======== Texto

# O Ozono e os Oceanos (descoberto fenómeno atmosférico)



## AnDré (27 Jun 2008 às 02:44)

Ao inicio da noite o *Gilmet*, deixou-me um link de um artigo que só agora o li na integra, e que achei muito interessante.
Por isso aqui vai ele



> *Fenómeno atmosférico descoberto ao largo de Cabo Verde vai ajudar previsões climáticas*​
> 
> Ao largo de Cabo Verde, no ar cálido que varre as águas tropicais do Atlântico e é salpicado pelas ondas, decorrem, todos os dias do ano, reacções químicas que destroem um gás que todos conhecemos: o ozono. O fenómeno foi agora descoberto por cientistas britânicos e cabo-verdianos e, a confirmar-se o seu carácter global (os oceanos cobrem 70 por cento da superfície do planeta), poderá obrigar os especialistas a reverem os modelos utilizados para prever a evolução do clima no nosso planeta.
> 
> ...


Fonte

A última frase dá que pensar!

PS: Gil, está na altura de deixares um pouco o seguimento e de postares estas noticias


----------



## José M. Sousa (27 Jun 2008 às 16:40)

*Re: Previsões Climáticas*

Interessante.

Nem de propósito, o RealClimate publicou um "post" sobre isso:

http://www.realclimate.org/index.php/archives/2008/06/more-pr-related-confusion/langswitch_lang/in


----------



## Thomar (28 Jun 2008 às 12:03)

Descobri esta notícia que me parece bastante interessante!

================

# [Trabalho a fazer]
(1) Reescreve o trecho do texto sobre o ozono entre "Por isso aqui" e "no nosso planeta.", inclusive, trocando o nome "cientistas" por "investigadores".
(2) Reúne todas as linhas dos registos que contêm a palavra "roof".
O texto e os registos são materiais independentes entre si.

======== Dados a usar

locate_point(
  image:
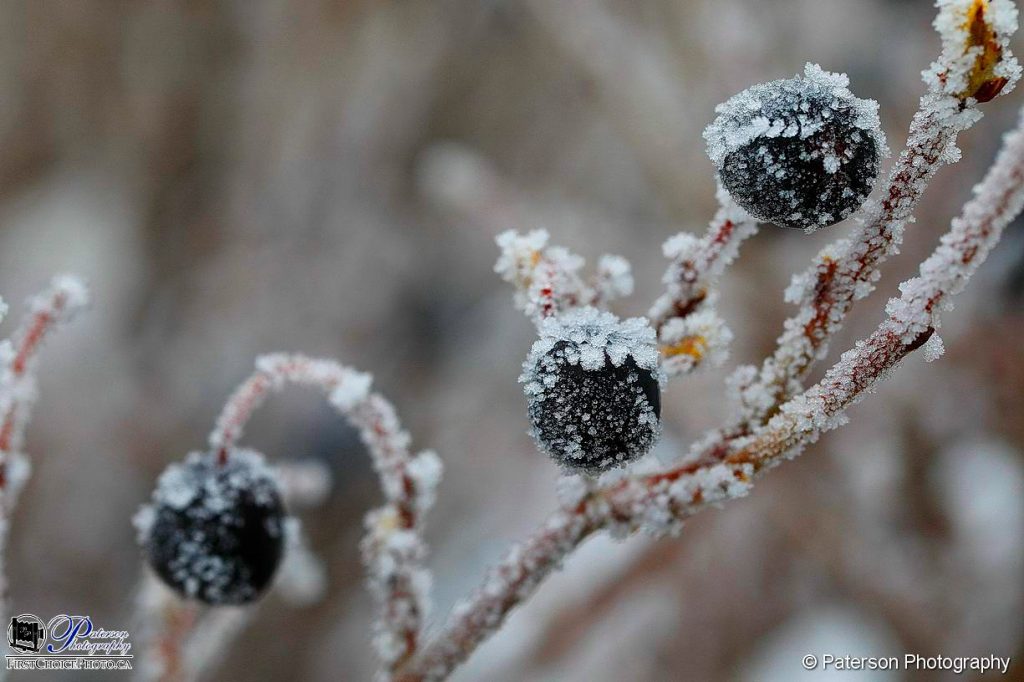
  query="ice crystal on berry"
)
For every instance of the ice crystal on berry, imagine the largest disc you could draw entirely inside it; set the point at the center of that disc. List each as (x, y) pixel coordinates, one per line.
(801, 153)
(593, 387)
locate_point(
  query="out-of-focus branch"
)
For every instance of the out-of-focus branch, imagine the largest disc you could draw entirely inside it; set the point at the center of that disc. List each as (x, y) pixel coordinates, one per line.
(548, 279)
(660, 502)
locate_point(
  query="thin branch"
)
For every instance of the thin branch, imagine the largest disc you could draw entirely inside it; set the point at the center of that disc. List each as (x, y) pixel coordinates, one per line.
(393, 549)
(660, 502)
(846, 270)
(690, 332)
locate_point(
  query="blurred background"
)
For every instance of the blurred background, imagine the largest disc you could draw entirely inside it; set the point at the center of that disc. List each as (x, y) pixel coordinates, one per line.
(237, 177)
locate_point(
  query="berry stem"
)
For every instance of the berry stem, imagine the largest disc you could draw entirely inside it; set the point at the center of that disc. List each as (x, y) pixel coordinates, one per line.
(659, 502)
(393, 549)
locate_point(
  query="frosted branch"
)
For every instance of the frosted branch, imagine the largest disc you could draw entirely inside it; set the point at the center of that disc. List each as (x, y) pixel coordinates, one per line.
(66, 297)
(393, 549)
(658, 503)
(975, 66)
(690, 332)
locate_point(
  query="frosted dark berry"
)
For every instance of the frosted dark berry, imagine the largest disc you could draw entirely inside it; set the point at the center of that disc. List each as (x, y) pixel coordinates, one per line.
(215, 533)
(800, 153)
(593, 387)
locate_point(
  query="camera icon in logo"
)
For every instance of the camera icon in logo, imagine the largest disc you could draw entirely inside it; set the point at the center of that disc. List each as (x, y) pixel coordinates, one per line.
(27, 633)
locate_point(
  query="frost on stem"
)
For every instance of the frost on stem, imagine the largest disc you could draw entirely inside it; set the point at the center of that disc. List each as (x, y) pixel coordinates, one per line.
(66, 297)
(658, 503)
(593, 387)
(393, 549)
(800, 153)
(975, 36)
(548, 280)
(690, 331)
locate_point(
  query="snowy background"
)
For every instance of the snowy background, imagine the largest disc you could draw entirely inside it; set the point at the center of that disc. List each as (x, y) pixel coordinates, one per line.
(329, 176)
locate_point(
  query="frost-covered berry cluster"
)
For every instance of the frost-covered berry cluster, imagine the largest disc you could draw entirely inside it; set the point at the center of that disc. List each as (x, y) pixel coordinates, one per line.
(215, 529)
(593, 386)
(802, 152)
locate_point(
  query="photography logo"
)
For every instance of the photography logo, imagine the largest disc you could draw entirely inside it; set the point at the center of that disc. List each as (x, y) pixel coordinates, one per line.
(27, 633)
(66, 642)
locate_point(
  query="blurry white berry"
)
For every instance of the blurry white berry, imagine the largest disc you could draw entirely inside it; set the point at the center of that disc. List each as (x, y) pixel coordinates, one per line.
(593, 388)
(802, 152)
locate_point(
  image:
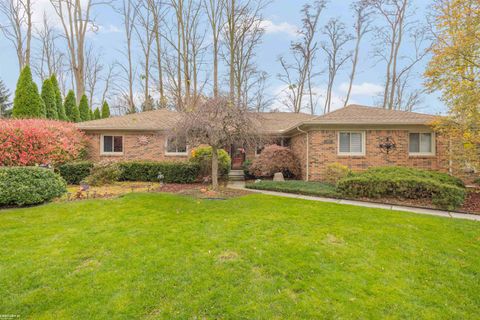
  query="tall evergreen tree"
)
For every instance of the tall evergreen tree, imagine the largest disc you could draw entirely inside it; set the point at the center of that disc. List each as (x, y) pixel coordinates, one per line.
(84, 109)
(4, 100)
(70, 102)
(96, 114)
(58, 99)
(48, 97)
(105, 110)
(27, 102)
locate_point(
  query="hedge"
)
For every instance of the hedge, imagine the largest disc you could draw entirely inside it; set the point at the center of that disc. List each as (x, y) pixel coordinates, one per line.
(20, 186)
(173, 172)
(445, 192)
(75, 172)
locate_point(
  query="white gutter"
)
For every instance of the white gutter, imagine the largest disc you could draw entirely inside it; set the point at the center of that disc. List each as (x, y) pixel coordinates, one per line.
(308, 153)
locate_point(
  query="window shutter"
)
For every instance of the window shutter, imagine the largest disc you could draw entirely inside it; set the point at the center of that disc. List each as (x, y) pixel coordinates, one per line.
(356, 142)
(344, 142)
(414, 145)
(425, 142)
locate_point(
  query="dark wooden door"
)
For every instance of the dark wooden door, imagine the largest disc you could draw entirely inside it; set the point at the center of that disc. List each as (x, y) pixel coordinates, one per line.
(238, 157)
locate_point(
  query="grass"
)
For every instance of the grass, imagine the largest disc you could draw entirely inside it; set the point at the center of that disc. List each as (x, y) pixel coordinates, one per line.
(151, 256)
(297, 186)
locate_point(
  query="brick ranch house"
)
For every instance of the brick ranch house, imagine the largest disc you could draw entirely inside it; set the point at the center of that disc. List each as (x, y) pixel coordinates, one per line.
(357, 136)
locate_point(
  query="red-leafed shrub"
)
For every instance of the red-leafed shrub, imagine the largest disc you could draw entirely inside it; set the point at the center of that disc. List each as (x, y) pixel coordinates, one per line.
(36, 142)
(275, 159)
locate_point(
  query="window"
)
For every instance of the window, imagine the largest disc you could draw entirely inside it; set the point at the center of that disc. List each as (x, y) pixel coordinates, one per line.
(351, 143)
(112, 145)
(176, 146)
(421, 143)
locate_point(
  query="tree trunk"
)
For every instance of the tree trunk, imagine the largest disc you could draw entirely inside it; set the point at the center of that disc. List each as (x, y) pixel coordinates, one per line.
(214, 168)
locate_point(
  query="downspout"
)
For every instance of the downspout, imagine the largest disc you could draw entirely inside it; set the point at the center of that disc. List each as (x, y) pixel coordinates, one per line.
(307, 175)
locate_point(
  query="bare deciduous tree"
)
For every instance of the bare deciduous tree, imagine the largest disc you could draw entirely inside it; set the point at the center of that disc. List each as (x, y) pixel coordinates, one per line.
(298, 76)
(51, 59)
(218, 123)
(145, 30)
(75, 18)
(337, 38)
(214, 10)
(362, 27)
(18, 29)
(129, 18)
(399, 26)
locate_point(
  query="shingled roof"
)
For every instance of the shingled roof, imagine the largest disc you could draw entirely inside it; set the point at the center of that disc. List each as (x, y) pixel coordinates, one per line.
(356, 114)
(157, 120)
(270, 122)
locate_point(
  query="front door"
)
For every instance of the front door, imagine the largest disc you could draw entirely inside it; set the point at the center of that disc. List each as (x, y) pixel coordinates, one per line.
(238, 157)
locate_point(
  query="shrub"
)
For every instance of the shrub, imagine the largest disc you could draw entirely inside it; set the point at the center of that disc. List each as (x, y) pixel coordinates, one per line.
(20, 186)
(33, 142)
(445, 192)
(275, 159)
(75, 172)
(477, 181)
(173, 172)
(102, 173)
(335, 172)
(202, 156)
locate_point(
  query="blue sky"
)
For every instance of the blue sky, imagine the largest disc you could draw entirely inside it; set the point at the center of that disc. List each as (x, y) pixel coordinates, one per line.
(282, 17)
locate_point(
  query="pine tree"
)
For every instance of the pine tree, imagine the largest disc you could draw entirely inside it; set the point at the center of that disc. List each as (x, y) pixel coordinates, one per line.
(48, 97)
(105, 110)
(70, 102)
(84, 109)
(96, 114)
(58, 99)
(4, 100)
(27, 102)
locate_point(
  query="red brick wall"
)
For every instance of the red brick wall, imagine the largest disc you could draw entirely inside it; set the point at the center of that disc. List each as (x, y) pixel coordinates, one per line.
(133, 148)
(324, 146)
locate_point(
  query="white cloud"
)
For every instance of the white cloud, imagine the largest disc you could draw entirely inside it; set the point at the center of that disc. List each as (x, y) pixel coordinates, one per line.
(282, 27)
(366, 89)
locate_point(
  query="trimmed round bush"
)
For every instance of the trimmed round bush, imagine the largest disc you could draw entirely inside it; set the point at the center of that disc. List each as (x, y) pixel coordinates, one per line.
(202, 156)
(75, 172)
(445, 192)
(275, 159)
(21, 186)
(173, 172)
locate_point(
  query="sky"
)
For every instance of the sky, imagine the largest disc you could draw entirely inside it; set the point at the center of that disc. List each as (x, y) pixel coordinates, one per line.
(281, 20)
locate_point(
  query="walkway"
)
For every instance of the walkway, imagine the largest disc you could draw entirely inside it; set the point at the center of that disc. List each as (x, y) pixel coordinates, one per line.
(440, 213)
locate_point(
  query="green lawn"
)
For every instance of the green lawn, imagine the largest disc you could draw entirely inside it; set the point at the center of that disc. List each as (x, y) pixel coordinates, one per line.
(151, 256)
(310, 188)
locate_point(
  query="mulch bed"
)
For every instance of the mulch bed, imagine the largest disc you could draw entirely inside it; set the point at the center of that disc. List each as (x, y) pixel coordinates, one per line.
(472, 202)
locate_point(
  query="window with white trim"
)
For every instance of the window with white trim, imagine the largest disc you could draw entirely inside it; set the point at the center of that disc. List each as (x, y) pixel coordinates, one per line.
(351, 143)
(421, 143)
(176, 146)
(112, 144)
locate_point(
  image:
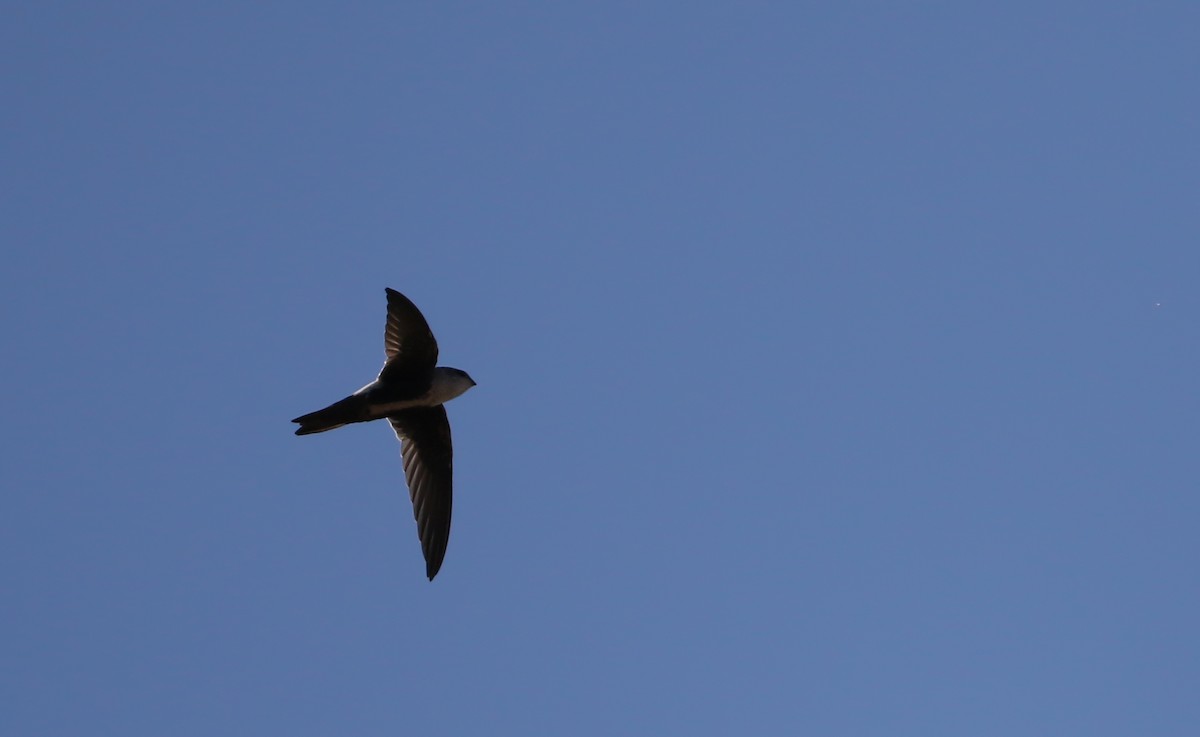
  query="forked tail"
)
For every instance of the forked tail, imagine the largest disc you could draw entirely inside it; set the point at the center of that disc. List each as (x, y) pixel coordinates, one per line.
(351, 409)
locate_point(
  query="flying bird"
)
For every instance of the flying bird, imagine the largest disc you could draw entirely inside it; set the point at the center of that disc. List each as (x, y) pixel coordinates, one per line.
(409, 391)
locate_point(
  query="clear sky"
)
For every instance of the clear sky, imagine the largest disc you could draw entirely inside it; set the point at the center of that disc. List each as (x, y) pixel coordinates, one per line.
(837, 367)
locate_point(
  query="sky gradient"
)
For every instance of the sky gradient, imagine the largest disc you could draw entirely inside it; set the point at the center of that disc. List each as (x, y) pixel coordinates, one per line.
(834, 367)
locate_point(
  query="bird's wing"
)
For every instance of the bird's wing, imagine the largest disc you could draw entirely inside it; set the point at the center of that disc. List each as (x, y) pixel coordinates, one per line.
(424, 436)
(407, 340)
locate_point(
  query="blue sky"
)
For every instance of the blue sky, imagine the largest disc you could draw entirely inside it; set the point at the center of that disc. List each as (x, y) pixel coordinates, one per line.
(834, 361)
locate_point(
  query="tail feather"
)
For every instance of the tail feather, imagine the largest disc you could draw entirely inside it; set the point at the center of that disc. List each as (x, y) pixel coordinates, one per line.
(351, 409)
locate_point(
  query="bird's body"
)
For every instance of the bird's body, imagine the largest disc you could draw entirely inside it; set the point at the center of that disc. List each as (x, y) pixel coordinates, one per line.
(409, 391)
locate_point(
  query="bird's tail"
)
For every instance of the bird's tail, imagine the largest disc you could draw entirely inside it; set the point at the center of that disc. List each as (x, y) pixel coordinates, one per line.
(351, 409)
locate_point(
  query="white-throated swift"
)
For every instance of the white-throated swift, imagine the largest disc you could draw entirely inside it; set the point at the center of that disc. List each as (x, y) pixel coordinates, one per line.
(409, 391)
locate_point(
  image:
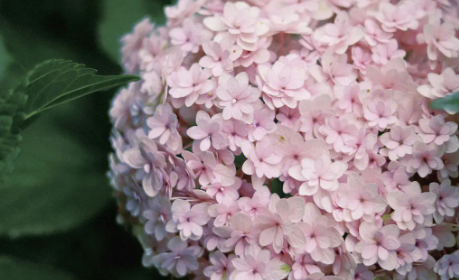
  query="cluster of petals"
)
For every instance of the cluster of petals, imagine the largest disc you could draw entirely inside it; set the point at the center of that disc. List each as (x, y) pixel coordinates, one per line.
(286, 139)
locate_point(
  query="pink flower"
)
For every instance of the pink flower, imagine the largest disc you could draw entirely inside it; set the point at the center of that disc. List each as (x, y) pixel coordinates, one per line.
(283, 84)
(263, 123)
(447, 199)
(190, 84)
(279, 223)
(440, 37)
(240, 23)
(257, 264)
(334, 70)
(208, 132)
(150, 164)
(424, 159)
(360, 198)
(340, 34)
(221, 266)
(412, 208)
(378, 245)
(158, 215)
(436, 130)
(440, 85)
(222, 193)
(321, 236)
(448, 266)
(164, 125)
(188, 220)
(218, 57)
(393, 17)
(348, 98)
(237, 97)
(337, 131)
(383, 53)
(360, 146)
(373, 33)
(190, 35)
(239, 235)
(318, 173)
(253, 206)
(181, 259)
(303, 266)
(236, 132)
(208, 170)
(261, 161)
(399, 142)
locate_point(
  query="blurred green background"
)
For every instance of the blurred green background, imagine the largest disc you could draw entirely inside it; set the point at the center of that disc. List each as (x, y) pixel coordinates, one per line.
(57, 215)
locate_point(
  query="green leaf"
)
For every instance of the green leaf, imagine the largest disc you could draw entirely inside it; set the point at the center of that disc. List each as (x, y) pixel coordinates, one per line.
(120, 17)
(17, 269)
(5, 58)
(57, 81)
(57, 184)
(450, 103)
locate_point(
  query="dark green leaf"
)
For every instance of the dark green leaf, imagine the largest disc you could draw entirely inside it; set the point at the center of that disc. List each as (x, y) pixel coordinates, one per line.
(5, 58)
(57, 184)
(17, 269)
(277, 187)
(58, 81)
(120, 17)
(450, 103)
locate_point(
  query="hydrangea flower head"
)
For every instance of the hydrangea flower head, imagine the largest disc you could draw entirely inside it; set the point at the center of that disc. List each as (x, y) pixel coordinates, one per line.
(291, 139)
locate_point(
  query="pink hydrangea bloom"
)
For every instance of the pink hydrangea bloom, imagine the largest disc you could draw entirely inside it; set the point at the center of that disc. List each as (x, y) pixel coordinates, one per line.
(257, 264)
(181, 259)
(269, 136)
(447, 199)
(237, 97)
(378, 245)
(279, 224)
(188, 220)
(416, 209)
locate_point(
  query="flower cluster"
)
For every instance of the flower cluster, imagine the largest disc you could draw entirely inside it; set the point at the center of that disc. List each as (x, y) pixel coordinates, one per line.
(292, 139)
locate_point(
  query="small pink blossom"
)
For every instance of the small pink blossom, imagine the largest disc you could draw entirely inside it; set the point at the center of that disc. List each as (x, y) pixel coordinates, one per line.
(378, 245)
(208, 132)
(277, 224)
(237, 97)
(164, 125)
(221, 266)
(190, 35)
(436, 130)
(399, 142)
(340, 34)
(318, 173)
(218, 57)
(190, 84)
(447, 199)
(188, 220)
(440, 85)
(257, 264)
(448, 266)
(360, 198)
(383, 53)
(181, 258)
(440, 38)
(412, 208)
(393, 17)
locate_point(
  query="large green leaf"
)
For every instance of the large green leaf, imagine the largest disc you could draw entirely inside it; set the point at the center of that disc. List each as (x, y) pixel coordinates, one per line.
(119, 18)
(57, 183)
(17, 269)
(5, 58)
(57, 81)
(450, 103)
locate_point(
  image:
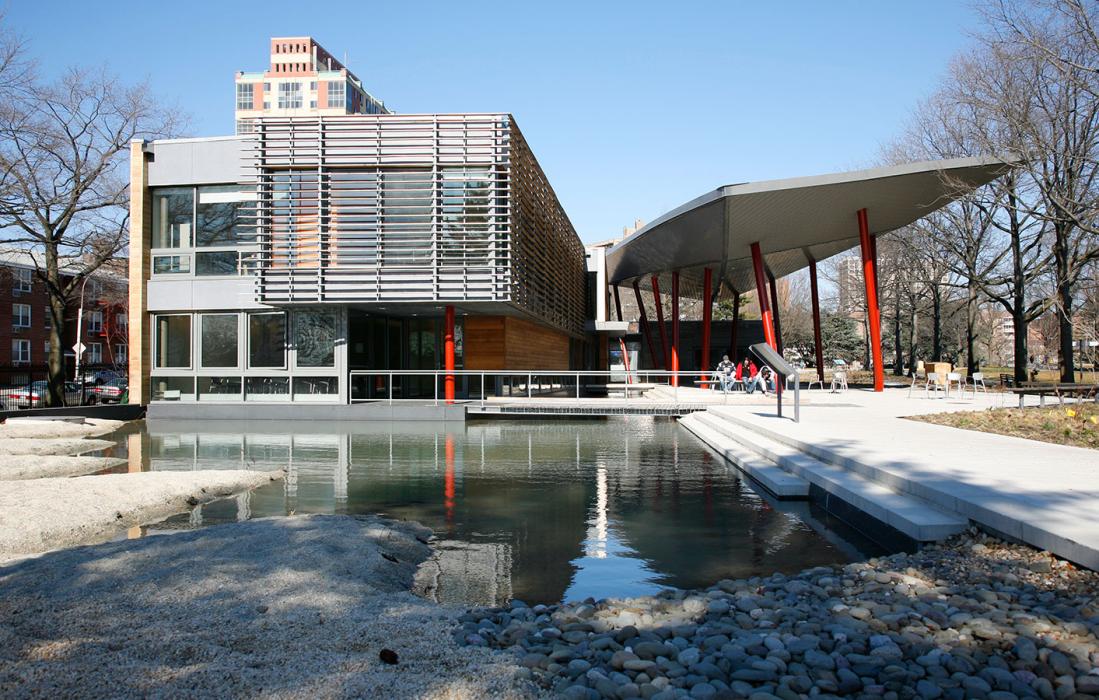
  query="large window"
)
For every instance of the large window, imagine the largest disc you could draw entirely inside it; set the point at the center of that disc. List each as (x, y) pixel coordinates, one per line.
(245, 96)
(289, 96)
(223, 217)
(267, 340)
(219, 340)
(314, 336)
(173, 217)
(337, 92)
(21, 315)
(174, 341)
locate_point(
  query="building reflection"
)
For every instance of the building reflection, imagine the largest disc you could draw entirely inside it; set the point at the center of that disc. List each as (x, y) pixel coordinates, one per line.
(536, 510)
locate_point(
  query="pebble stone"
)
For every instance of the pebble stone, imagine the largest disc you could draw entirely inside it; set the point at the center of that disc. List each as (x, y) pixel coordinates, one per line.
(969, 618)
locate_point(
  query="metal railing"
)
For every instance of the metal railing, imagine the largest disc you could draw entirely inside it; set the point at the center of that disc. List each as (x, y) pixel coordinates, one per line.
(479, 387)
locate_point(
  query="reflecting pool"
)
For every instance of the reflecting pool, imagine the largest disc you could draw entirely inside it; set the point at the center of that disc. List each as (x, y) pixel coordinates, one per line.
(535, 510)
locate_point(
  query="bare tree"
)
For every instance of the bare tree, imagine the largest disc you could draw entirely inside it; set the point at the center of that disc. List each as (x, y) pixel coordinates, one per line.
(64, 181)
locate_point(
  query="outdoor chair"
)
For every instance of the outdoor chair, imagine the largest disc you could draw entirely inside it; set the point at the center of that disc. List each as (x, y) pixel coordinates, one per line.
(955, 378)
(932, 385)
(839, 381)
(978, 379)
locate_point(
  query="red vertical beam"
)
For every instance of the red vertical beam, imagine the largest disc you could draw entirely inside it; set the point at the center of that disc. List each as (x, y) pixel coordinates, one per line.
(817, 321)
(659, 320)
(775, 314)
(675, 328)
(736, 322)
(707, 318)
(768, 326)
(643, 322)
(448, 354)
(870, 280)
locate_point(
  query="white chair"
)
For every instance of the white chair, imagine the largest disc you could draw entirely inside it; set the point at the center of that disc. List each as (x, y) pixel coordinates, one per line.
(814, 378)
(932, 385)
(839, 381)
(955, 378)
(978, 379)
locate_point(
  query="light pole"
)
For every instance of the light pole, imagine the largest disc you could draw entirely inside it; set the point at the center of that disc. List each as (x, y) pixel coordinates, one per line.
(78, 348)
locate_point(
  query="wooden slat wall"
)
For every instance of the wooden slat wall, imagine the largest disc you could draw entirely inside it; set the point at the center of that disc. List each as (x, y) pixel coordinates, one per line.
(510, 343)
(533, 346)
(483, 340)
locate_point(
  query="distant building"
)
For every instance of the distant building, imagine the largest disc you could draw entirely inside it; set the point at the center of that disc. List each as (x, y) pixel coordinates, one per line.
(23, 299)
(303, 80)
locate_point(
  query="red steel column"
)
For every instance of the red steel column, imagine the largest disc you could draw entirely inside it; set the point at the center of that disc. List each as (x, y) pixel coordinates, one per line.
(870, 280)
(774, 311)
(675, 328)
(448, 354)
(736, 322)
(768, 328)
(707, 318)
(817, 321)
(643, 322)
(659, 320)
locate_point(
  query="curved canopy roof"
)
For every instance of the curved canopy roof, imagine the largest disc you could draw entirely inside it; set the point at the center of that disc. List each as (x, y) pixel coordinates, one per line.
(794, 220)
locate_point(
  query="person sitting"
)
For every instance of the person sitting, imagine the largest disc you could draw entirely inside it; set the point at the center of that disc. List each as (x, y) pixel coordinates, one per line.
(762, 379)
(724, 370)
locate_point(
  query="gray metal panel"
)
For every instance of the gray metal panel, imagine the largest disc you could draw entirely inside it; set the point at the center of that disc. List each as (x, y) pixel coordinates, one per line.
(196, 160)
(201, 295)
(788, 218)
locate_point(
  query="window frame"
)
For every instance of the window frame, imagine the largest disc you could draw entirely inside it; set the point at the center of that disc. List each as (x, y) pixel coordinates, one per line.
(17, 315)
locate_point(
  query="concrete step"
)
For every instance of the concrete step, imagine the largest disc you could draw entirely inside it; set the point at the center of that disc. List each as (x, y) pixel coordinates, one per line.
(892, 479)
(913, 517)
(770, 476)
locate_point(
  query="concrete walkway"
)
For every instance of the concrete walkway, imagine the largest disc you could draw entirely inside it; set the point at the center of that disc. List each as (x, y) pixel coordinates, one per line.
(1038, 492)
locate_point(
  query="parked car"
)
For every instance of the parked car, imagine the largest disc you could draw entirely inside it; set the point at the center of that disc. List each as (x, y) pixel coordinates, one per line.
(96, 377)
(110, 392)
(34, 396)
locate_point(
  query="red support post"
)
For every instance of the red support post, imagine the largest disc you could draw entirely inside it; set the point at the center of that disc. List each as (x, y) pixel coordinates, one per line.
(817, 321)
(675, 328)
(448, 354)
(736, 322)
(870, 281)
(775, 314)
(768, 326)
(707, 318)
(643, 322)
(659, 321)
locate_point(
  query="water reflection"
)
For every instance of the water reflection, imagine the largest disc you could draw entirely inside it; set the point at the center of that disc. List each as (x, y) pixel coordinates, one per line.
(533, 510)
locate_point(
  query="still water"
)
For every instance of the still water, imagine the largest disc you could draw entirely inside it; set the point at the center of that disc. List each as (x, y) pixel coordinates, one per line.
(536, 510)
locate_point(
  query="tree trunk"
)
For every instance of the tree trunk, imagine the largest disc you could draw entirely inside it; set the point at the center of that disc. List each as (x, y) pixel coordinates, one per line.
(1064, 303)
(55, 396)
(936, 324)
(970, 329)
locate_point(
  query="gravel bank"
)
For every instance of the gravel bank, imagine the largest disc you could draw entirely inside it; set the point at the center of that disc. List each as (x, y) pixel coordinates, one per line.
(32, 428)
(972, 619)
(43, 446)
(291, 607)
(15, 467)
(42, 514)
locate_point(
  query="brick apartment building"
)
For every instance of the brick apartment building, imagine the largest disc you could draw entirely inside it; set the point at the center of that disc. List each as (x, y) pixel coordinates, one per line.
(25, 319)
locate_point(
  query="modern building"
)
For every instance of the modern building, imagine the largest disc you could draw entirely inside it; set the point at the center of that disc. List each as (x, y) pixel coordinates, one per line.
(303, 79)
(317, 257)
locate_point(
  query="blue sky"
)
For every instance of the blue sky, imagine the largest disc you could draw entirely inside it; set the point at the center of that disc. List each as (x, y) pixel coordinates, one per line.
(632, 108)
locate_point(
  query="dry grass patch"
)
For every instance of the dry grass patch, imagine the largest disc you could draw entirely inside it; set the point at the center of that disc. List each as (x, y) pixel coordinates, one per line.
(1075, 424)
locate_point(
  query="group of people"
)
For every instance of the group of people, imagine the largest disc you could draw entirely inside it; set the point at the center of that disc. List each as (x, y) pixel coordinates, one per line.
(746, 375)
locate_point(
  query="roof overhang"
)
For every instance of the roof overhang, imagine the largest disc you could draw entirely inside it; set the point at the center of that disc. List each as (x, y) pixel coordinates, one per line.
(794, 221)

================

# [Soluções por tarefa]
(1)
Por isso aqui vai ele



> *Fenómeno atmosférico descoberto ao largo de Cabo Verde vai ajudar previsões climáticas*​
> 
> Ao largo de Cabo Verde, no ar cálido que varre as águas tropicais do Atlântico e é salpicado pelas ondas, decorrem, todos os dias do ano, reacções químicas que destroem um gás que todos conhecemos: o ozono. O fenómeno foi agora descoberto por investigadores britânicos e cabo-verdianos e, a confirmar-se o seu carácter global (os oceanos cobrem 70 por cento da superfície do planeta), poderá obrigar os especialistas a reverem os modelos utilizados para prever a evolução do clima no nosso planeta.

(2)
  query="shingled roof"
For every instance of the shingled roof, imagine the largest disc you could draw entirely inside it; set the point at the center of that disc. List each as (x, y) pixel coordinates, one per line.
  query="curved canopy roof"
For every instance of the curved canopy roof, imagine the largest disc you could draw entirely inside it; set the point at the center of that disc. List each as (x, y) pixel coordinates, one per line.
  query="roof overhang"
For every instance of the roof overhang, imagine the largest disc you could draw entirely inside it; set the point at the center of that disc. List each as (x, y) pixel coordinates, one per line.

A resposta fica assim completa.